* [DESCRIPTION OF THE TASK]
Pick out every line in the items below that contains the string "Target", treating uppercase and lowercase letters as different, and copy each such line.

* [RECORDS PROVIDED]
= = = =

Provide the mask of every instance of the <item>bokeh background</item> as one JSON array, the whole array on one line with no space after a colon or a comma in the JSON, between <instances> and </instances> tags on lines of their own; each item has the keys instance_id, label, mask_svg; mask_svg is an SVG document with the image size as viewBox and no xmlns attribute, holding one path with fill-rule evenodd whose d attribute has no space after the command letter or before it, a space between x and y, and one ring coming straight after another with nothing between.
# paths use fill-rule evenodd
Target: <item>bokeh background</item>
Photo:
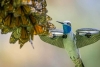
<instances>
[{"instance_id":1,"label":"bokeh background","mask_svg":"<svg viewBox=\"0 0 100 67\"><path fill-rule=\"evenodd\" d=\"M89 27L100 30L100 0L47 0L48 15L59 29L56 21L69 20L73 32ZM74 67L64 49L44 43L38 36L34 38L34 49L26 43L9 44L10 34L0 34L0 67ZM100 67L100 41L80 48L85 67Z\"/></svg>"}]
</instances>

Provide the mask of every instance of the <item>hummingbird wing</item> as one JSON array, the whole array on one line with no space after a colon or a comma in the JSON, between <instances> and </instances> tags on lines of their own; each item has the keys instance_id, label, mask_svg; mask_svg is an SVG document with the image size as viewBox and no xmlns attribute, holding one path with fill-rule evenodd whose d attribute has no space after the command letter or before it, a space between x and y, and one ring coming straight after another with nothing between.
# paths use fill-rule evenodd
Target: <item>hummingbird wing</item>
<instances>
[{"instance_id":1,"label":"hummingbird wing","mask_svg":"<svg viewBox=\"0 0 100 67\"><path fill-rule=\"evenodd\" d=\"M50 32L52 34L55 35L55 37L51 38L48 35L39 35L40 39L46 43L49 43L51 45L60 47L60 48L64 48L63 45L63 38L62 38L62 31L61 30L50 30ZM60 33L60 34L59 34ZM62 33L63 34L63 33ZM59 36L60 35L60 36Z\"/></svg>"},{"instance_id":2,"label":"hummingbird wing","mask_svg":"<svg viewBox=\"0 0 100 67\"><path fill-rule=\"evenodd\" d=\"M76 45L78 48L93 44L100 39L100 30L81 28L76 30Z\"/></svg>"}]
</instances>

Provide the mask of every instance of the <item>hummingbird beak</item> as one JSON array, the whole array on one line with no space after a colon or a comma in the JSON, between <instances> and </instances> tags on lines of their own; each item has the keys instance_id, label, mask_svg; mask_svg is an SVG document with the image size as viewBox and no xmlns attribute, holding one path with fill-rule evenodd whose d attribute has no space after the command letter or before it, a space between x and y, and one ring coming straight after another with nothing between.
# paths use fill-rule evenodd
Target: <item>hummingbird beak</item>
<instances>
[{"instance_id":1,"label":"hummingbird beak","mask_svg":"<svg viewBox=\"0 0 100 67\"><path fill-rule=\"evenodd\" d=\"M56 22L61 23L61 24L64 24L63 22L60 22L60 21L56 21Z\"/></svg>"}]
</instances>

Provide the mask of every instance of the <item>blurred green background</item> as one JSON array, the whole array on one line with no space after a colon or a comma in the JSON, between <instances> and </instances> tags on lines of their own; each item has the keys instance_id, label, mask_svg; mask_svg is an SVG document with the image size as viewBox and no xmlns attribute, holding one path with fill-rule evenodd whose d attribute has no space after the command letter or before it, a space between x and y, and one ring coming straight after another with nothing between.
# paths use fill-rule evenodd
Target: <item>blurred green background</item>
<instances>
[{"instance_id":1,"label":"blurred green background","mask_svg":"<svg viewBox=\"0 0 100 67\"><path fill-rule=\"evenodd\" d=\"M100 0L47 0L48 15L52 23L69 20L73 32L89 27L100 30ZM0 67L74 67L64 49L34 38L34 49L26 43L22 49L18 43L9 44L10 33L0 34ZM100 67L100 41L80 48L85 67Z\"/></svg>"}]
</instances>

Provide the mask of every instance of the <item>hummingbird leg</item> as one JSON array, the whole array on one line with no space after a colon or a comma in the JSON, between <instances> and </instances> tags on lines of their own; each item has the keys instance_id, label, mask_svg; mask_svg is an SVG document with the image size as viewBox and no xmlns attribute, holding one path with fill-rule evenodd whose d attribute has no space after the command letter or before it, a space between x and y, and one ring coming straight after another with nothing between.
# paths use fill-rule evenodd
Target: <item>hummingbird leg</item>
<instances>
[{"instance_id":1,"label":"hummingbird leg","mask_svg":"<svg viewBox=\"0 0 100 67\"><path fill-rule=\"evenodd\" d=\"M67 38L67 35L63 35L62 38Z\"/></svg>"},{"instance_id":2,"label":"hummingbird leg","mask_svg":"<svg viewBox=\"0 0 100 67\"><path fill-rule=\"evenodd\" d=\"M85 67L80 57L77 59L74 58L74 60L72 59L72 61L75 63L75 67Z\"/></svg>"}]
</instances>

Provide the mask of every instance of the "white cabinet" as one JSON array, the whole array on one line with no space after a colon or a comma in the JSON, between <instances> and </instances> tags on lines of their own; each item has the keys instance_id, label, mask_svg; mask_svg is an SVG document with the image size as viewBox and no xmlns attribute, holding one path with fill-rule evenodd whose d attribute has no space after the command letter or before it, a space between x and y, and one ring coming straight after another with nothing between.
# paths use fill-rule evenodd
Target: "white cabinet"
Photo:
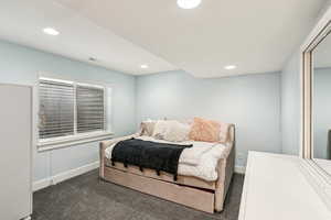
<instances>
[{"instance_id":1,"label":"white cabinet","mask_svg":"<svg viewBox=\"0 0 331 220\"><path fill-rule=\"evenodd\" d=\"M330 220L298 156L249 152L239 220Z\"/></svg>"},{"instance_id":2,"label":"white cabinet","mask_svg":"<svg viewBox=\"0 0 331 220\"><path fill-rule=\"evenodd\" d=\"M32 88L0 85L0 219L32 212Z\"/></svg>"}]
</instances>

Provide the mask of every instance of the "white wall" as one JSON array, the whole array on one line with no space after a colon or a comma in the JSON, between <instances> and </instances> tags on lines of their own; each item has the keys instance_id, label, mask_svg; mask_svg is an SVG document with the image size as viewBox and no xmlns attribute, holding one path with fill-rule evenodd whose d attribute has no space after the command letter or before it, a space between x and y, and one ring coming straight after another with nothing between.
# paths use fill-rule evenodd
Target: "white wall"
<instances>
[{"instance_id":1,"label":"white wall","mask_svg":"<svg viewBox=\"0 0 331 220\"><path fill-rule=\"evenodd\" d=\"M300 154L300 56L296 52L281 72L281 146L284 154Z\"/></svg>"},{"instance_id":2,"label":"white wall","mask_svg":"<svg viewBox=\"0 0 331 220\"><path fill-rule=\"evenodd\" d=\"M328 158L328 132L331 130L331 68L313 73L313 154Z\"/></svg>"},{"instance_id":3,"label":"white wall","mask_svg":"<svg viewBox=\"0 0 331 220\"><path fill-rule=\"evenodd\" d=\"M135 77L2 41L0 41L0 57L2 84L34 85L39 73L45 72L58 78L111 85L113 131L117 136L135 132ZM38 153L34 147L34 180L96 161L98 161L98 143L43 153Z\"/></svg>"},{"instance_id":4,"label":"white wall","mask_svg":"<svg viewBox=\"0 0 331 220\"><path fill-rule=\"evenodd\" d=\"M137 78L137 122L204 117L236 124L236 165L248 151L281 152L280 74L199 79L184 72Z\"/></svg>"}]
</instances>

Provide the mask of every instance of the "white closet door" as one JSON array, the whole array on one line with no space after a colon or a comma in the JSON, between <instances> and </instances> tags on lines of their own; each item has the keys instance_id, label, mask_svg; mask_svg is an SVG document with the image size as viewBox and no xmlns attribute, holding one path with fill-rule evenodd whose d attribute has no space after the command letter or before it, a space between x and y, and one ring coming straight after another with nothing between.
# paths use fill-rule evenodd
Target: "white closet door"
<instances>
[{"instance_id":1,"label":"white closet door","mask_svg":"<svg viewBox=\"0 0 331 220\"><path fill-rule=\"evenodd\" d=\"M0 85L0 219L32 211L32 89Z\"/></svg>"}]
</instances>

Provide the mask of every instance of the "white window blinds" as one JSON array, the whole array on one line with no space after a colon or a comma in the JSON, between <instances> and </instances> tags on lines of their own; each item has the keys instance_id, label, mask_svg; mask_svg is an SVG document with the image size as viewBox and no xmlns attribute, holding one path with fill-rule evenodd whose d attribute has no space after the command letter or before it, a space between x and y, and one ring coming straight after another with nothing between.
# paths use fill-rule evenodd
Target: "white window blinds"
<instances>
[{"instance_id":1,"label":"white window blinds","mask_svg":"<svg viewBox=\"0 0 331 220\"><path fill-rule=\"evenodd\" d=\"M106 130L104 87L41 78L39 97L42 140Z\"/></svg>"},{"instance_id":2,"label":"white window blinds","mask_svg":"<svg viewBox=\"0 0 331 220\"><path fill-rule=\"evenodd\" d=\"M104 88L77 85L77 132L92 132L105 129Z\"/></svg>"},{"instance_id":3,"label":"white window blinds","mask_svg":"<svg viewBox=\"0 0 331 220\"><path fill-rule=\"evenodd\" d=\"M40 80L40 139L74 134L73 84Z\"/></svg>"}]
</instances>

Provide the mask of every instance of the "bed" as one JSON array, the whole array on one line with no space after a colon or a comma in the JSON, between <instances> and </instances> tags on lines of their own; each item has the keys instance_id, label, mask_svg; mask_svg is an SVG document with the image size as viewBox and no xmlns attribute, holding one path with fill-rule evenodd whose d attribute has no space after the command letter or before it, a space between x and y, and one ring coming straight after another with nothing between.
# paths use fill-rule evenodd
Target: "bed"
<instances>
[{"instance_id":1,"label":"bed","mask_svg":"<svg viewBox=\"0 0 331 220\"><path fill-rule=\"evenodd\" d=\"M220 158L217 157L214 170L209 172L210 175L203 175L203 172L195 170L199 168L190 169L189 166L179 165L177 180L166 172L157 174L152 169L145 168L141 170L138 166L127 166L118 162L113 163L110 158L111 148L116 143L132 138L157 142L152 138L141 135L141 132L102 142L99 148L99 177L103 180L210 213L223 210L226 193L234 173L235 127L233 124L229 125L227 142L213 146L218 151L222 148L222 154ZM203 143L193 142L193 144Z\"/></svg>"}]
</instances>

= = = =

* [EXERCISE OUTPUT]
Target: <item>bokeh background</item>
Target: <item>hummingbird wing</item>
Target: <item>hummingbird beak</item>
Target: <item>blurred green background</item>
Target: <item>hummingbird leg</item>
Target: "white cabinet"
Target: "white wall"
Target: "white closet door"
Target: "white window blinds"
Target: "bed"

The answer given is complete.